■ Task objective
Using the entries below, quote exactly the span of lines that begins with the line containing "Would you mind pointing out the concrete" and ends with the final line.

■ Records

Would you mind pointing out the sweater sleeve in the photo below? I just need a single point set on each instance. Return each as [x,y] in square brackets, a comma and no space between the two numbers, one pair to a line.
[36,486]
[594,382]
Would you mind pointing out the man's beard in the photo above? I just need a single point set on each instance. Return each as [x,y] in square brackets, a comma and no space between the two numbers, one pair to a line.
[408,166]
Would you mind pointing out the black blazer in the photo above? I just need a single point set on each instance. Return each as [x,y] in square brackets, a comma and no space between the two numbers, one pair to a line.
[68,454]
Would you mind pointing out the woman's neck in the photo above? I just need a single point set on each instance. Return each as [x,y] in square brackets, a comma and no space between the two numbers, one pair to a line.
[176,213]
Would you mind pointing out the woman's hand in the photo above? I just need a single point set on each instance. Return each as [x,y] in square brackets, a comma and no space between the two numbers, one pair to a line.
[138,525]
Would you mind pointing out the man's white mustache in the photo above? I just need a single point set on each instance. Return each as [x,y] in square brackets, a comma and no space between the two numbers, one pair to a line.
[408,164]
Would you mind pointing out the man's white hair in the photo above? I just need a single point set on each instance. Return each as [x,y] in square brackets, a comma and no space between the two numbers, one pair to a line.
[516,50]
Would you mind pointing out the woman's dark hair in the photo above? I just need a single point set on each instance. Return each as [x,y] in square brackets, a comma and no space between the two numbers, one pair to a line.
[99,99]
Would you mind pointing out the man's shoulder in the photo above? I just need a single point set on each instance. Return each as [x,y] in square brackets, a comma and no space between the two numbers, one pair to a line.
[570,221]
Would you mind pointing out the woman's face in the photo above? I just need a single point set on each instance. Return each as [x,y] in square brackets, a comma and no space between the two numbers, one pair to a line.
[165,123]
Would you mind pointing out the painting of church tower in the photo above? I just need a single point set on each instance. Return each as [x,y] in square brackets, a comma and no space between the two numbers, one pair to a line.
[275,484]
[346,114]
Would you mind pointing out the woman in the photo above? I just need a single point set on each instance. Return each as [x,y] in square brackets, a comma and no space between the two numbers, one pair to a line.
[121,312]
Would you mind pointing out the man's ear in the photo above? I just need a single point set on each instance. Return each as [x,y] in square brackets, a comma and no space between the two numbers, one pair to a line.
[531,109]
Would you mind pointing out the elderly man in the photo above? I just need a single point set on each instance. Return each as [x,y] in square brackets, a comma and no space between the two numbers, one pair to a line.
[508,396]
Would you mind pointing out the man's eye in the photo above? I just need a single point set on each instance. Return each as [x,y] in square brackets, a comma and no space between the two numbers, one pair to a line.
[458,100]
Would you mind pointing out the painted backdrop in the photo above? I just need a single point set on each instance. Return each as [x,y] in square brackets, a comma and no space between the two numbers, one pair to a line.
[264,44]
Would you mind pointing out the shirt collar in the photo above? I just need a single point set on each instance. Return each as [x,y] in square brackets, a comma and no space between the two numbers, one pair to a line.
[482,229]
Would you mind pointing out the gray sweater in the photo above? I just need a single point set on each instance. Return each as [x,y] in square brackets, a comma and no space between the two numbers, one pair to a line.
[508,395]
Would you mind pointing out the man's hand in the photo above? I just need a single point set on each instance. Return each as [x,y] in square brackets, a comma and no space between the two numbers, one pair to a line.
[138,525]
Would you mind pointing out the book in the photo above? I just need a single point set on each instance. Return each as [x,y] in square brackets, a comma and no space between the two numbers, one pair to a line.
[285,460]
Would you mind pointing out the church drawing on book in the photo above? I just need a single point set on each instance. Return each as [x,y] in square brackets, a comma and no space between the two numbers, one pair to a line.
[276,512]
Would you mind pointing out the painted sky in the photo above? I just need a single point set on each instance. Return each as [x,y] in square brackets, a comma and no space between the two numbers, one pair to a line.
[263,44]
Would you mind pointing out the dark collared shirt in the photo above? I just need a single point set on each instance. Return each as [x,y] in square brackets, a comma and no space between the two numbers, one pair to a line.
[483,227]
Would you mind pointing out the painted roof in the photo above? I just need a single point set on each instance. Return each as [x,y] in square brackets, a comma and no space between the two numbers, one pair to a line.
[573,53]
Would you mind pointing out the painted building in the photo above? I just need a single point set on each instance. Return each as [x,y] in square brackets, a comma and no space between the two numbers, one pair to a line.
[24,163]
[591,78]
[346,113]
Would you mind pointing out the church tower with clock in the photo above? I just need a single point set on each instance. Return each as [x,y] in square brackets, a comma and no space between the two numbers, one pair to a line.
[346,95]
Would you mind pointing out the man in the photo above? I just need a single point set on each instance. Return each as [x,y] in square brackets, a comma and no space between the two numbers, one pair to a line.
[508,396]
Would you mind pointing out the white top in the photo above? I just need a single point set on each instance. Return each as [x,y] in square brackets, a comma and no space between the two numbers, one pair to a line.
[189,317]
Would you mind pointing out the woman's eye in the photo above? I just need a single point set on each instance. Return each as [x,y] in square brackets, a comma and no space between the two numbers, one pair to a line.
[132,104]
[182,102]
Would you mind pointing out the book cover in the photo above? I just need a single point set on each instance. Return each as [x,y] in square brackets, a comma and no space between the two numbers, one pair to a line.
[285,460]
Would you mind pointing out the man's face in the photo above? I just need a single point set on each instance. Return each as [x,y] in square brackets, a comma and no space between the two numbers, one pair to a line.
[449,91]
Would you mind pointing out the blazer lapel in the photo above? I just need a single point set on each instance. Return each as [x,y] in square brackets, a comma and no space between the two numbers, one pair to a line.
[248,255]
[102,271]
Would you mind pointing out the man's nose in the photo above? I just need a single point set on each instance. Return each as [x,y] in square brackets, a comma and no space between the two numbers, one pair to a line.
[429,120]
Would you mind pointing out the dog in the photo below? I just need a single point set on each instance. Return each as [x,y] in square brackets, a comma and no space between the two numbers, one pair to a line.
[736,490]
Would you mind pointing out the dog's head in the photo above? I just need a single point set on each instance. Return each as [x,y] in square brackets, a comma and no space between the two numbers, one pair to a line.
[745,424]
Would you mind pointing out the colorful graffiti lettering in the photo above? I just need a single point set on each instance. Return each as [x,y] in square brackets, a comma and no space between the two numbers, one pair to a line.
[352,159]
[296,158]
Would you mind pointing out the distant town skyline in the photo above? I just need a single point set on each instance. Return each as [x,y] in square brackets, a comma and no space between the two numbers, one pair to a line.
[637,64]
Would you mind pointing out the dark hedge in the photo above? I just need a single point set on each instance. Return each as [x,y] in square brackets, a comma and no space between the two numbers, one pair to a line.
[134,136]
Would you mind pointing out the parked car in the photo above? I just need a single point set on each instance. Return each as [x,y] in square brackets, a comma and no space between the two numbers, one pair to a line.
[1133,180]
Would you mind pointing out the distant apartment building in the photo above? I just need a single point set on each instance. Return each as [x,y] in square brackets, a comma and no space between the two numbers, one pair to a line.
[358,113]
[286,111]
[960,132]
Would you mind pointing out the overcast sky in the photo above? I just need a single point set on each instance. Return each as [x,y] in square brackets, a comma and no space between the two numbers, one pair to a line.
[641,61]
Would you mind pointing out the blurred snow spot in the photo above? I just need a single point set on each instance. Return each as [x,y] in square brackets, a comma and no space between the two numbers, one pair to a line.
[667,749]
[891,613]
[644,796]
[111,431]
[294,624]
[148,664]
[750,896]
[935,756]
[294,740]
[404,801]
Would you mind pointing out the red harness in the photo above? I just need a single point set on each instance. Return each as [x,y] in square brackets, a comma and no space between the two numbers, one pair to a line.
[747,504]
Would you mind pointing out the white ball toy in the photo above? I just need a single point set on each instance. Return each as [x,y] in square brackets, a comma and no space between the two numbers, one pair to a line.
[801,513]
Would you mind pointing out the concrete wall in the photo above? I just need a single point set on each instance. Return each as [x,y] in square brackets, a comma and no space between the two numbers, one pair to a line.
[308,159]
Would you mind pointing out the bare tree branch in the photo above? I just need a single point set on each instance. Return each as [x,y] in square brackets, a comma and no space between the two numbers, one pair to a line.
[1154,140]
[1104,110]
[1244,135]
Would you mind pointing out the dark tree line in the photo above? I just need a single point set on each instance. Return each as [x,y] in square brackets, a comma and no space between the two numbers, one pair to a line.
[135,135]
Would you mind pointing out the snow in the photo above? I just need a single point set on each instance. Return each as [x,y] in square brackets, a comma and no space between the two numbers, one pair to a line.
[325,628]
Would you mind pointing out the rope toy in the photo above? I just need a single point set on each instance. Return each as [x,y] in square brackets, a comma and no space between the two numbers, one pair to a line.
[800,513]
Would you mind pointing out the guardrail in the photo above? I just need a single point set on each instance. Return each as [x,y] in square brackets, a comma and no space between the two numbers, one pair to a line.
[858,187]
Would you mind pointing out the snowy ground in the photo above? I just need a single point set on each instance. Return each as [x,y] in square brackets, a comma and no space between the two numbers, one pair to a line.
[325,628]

■ In response
Would you mind pointing out the concrete wall in the photo above? I just need a single point set on each instance. Return each as [x,y] in square brackets, a comma and no space between the two numbers, one pair to a line.
[308,159]
Would you mind pointing out the bare tree branch in the photo above? I just need a single point set on each instance. Return each as [x,y] in square brackets, a comma and no space between the two numbers, one pair to a line.
[1154,140]
[1104,110]
[1244,135]
Would you mind pointing out the dark tree line in the photo above? I just need a single point set on each instance. Return each as [x,y] in square brackets, a comma and no space between the two numbers, one pair to a line.
[135,135]
Would you mind pointing out the snow in the photo above? I just need a single point set on each instance. Return each as [x,y] in square brackets, a comma and no space between the two numbers, one pair to a line.
[325,628]
Would you mind pointing out the rope toy in the photo above? I just need a single point set on each instance. Return each as [x,y] in square brackets, a comma and no space between the two numbers, one pair to a line.
[800,513]
Would you mind pointing out the guardrail in the photo above? I just need a single point set on each instance. Return each as [x,y] in square brackets, a comma and no space between the two numbers, one pair to a line.
[858,187]
Would you mind pointing out the snowy ground in the photo above? I just need a single point set on each instance. Return each as [x,y] in square brackets, a comma and no space between the two numbers, one pair to a line.
[325,628]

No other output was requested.